GIVEN TASK:
Below is a set of records. Repeat all of them exactly.

====

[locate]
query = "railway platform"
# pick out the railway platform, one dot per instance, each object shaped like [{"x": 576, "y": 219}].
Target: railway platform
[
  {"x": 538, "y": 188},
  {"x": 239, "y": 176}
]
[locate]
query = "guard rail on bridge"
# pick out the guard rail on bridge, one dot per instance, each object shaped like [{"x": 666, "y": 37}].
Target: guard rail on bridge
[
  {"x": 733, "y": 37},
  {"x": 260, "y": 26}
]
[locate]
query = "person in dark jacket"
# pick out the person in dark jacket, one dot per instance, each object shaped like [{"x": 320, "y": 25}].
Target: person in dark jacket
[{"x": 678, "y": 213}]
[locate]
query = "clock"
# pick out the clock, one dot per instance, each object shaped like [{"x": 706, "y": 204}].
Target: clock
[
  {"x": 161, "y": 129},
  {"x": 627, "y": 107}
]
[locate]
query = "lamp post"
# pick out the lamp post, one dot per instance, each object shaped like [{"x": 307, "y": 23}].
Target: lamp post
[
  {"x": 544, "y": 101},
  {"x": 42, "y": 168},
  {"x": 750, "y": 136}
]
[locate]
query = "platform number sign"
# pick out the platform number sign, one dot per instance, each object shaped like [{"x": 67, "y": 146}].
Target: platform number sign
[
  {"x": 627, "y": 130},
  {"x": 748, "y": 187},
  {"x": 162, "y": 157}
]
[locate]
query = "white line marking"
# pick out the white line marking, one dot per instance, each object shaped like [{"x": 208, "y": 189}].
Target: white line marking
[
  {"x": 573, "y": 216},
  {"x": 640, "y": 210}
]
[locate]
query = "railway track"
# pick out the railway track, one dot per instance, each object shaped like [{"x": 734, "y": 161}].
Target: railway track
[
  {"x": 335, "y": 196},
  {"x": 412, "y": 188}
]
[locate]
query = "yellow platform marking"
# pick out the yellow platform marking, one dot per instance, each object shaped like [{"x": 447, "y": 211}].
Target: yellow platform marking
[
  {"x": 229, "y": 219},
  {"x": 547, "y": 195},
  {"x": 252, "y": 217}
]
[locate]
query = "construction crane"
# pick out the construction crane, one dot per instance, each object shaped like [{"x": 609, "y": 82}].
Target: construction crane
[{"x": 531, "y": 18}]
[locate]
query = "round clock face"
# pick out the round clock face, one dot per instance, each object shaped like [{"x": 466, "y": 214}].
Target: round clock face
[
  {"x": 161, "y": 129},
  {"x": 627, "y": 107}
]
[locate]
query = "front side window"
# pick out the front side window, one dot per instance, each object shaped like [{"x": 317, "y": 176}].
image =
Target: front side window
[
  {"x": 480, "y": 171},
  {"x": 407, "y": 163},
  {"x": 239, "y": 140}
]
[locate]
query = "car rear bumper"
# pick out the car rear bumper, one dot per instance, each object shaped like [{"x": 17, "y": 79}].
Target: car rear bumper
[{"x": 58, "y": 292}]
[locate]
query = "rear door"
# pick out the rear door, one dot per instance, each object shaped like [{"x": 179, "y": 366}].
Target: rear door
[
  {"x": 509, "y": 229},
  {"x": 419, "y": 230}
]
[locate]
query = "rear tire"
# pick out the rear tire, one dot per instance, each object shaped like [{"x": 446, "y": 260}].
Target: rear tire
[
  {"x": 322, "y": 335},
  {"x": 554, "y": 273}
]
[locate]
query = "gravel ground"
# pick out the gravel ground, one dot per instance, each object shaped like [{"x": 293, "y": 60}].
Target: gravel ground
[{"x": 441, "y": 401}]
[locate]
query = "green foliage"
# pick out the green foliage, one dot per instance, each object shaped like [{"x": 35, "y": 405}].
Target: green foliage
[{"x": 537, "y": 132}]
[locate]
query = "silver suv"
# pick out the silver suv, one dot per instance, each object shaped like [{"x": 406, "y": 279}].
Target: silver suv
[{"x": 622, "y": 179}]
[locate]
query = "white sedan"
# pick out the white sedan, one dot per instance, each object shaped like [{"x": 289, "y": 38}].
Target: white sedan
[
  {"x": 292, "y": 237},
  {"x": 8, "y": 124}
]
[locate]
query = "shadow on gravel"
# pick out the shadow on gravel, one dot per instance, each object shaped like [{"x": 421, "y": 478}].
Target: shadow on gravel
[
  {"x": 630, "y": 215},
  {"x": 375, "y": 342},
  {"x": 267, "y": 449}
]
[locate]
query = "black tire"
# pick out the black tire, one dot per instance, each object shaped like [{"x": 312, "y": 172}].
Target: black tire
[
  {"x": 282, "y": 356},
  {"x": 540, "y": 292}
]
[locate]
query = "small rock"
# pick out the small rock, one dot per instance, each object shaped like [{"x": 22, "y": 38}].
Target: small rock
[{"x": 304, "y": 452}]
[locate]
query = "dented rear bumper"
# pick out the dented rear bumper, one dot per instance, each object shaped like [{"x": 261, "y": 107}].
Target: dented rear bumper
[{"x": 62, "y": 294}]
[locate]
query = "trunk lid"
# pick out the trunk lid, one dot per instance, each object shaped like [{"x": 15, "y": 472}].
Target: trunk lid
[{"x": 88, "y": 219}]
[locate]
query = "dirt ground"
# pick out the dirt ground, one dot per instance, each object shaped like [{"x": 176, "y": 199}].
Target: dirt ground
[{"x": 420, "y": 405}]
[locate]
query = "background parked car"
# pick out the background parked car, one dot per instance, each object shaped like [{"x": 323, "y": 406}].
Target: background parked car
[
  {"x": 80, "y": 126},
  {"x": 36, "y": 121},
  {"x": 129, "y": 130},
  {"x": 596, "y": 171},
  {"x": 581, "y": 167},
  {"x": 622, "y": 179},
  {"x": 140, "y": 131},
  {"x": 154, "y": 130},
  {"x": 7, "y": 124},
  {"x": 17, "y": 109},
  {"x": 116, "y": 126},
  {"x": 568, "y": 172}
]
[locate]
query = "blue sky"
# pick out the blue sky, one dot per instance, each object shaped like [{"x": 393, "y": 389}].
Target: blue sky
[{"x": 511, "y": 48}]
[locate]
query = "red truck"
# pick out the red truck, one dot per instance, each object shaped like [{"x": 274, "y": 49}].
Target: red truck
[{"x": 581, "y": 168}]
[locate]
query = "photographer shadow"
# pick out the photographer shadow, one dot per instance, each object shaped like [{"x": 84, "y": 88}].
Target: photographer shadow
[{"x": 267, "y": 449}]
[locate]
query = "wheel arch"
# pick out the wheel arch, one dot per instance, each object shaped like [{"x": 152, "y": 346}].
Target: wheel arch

====

OUTPUT FOR THIS TASK:
[locate]
query = "railway platform"
# pick out the railway platform, one dot per instance, each object shaped like [{"x": 576, "y": 219}].
Target: railway platform
[
  {"x": 538, "y": 188},
  {"x": 239, "y": 176}
]
[locate]
query = "guard rail on bridge"
# pick out the guard rail on bridge, one dot per instance, each object shaped like [{"x": 666, "y": 37}].
Target: guard rail on bridge
[
  {"x": 733, "y": 37},
  {"x": 260, "y": 26}
]
[locate]
query = "person in dark jacket"
# pick out the person in dark jacket, one dot per instance, each object shaped like [{"x": 320, "y": 25}].
Target: person in dark jacket
[{"x": 678, "y": 213}]
[locate]
query = "clock"
# pick out the clock, one dot per instance, each object shaped like [{"x": 706, "y": 204}].
Target: clock
[
  {"x": 161, "y": 129},
  {"x": 627, "y": 107}
]
[locate]
query = "lamp post"
# pick out the lamp post, one dot per instance, each object shaped like [{"x": 307, "y": 23}].
Target: lamp post
[
  {"x": 544, "y": 101},
  {"x": 42, "y": 168},
  {"x": 750, "y": 136}
]
[locate]
query = "platform number sign"
# pick out the platform number sign, one dot per instance, each object shaped like [{"x": 67, "y": 146}].
Target: platform number sign
[
  {"x": 627, "y": 130},
  {"x": 748, "y": 187},
  {"x": 162, "y": 157}
]
[locate]
query = "white line marking"
# pick out the white line marking, one dot per instance, each object shaped like [{"x": 208, "y": 189}].
Target: white line marking
[
  {"x": 573, "y": 216},
  {"x": 640, "y": 210}
]
[locate]
query = "railway track"
# pick out the railway track, one dot per instance, each object shaped like [{"x": 734, "y": 161}].
Target: railway track
[
  {"x": 335, "y": 196},
  {"x": 412, "y": 188}
]
[locate]
query = "yellow platform marking"
# pick out the yellow platform marking, one dot per instance, each object shaped like [{"x": 447, "y": 211}].
Target: yellow platform marking
[
  {"x": 229, "y": 219},
  {"x": 547, "y": 195},
  {"x": 252, "y": 217}
]
[locate]
query = "construction crane"
# pick out the construction crane, one dot per instance, each object shaped like [{"x": 609, "y": 82}].
Target: construction crane
[{"x": 531, "y": 18}]
[locate]
query = "round clock face"
# pick out the round clock face, one dot per instance, each object shaped like [{"x": 466, "y": 214}].
Target: round clock face
[
  {"x": 161, "y": 129},
  {"x": 627, "y": 107}
]
[locate]
query = "front side window"
# pick out the front side window, one dot per instance, each object shaped like [{"x": 317, "y": 176}].
image =
Target: front side window
[
  {"x": 480, "y": 171},
  {"x": 407, "y": 163},
  {"x": 239, "y": 140}
]
[locate]
query = "car rear bumper"
# pick out the car rear bumper, one dot per instance, each object shaped like [{"x": 17, "y": 79}].
Target: car rear bumper
[{"x": 58, "y": 292}]
[locate]
query = "rear door"
# pick out the rear door, one dot per instance, each object shaped like [{"x": 179, "y": 366}].
Target: rear door
[
  {"x": 509, "y": 229},
  {"x": 419, "y": 230}
]
[locate]
query = "rear tire"
# pick out the rear tire, one dot per instance, each object shaped like [{"x": 446, "y": 260}].
Target: rear tire
[
  {"x": 322, "y": 335},
  {"x": 554, "y": 273}
]
[locate]
query = "gravel ground"
# pick out the gravel ground, one dot per instance, each object shaped like [{"x": 293, "y": 60}].
Target: gravel ground
[{"x": 441, "y": 401}]
[locate]
query = "green foliage"
# pick out the green foliage, one dot per instance, each object shaped like [{"x": 35, "y": 405}].
Target: green foliage
[{"x": 537, "y": 132}]
[locate]
query = "silver suv"
# pick out the silver suv, one dot per instance, each object shaped like [{"x": 406, "y": 279}].
Target: silver suv
[{"x": 622, "y": 179}]
[locate]
query = "white sedan"
# pick out the white sedan, one dot per instance, each object shaped like [{"x": 289, "y": 38}].
Target: white sedan
[
  {"x": 292, "y": 237},
  {"x": 8, "y": 124}
]
[locate]
query = "shadow on gravel"
# pick out the shadow on gravel, one dot per instance, each object shaped like [{"x": 421, "y": 478}].
Target: shadow on gravel
[
  {"x": 630, "y": 215},
  {"x": 375, "y": 342},
  {"x": 267, "y": 449}
]
[locate]
query = "black tire"
# pick out the black tire, one dot per instance, each object shaped like [{"x": 312, "y": 172}].
Target: black tire
[
  {"x": 282, "y": 356},
  {"x": 540, "y": 292}
]
[locate]
query = "small rock"
# pick out the small rock, one dot per instance, each object shaped like [{"x": 22, "y": 38}].
Target: small rock
[{"x": 304, "y": 452}]
[locate]
query = "dented rear bumper"
# pick out the dented rear bumper, one dot per instance, each object shaped like [{"x": 261, "y": 107}].
Target: dented rear bumper
[{"x": 62, "y": 294}]
[locate]
query = "trunk lid"
# pick out the trunk lid, one dot per instance, each object shaped like [{"x": 15, "y": 472}].
Target: trunk lid
[{"x": 88, "y": 219}]
[locate]
query = "dirt ground"
# pick out the dirt ground, one dot per instance, each object shaped like [{"x": 176, "y": 199}].
Target: dirt ground
[{"x": 420, "y": 405}]
[locate]
query = "background parked car"
# pick out the background parked car, one dot per instance, each object shaped like [{"x": 323, "y": 406}].
Target: background parked car
[
  {"x": 80, "y": 126},
  {"x": 36, "y": 121},
  {"x": 129, "y": 130},
  {"x": 596, "y": 171},
  {"x": 581, "y": 167},
  {"x": 622, "y": 179},
  {"x": 140, "y": 131},
  {"x": 154, "y": 130},
  {"x": 7, "y": 124},
  {"x": 17, "y": 109},
  {"x": 116, "y": 126},
  {"x": 568, "y": 172}
]
[locate]
query = "blue sky"
# pick out the blue sky, one dot per instance, each object shaped like [{"x": 393, "y": 389}].
Target: blue sky
[{"x": 511, "y": 48}]
[locate]
query = "red truck"
# pick out the red truck, one dot per instance, each object shaped like [{"x": 274, "y": 49}].
Target: red truck
[{"x": 581, "y": 168}]
[locate]
query = "photographer shadow"
# pick out the photographer shadow, one dot per instance, each object shaped like [{"x": 84, "y": 88}].
Target: photographer shadow
[{"x": 267, "y": 449}]
[locate]
query = "wheel arch"
# pick out the wheel arch, one dot per instance, each object shaped like [{"x": 152, "y": 346}].
Target: wheel arch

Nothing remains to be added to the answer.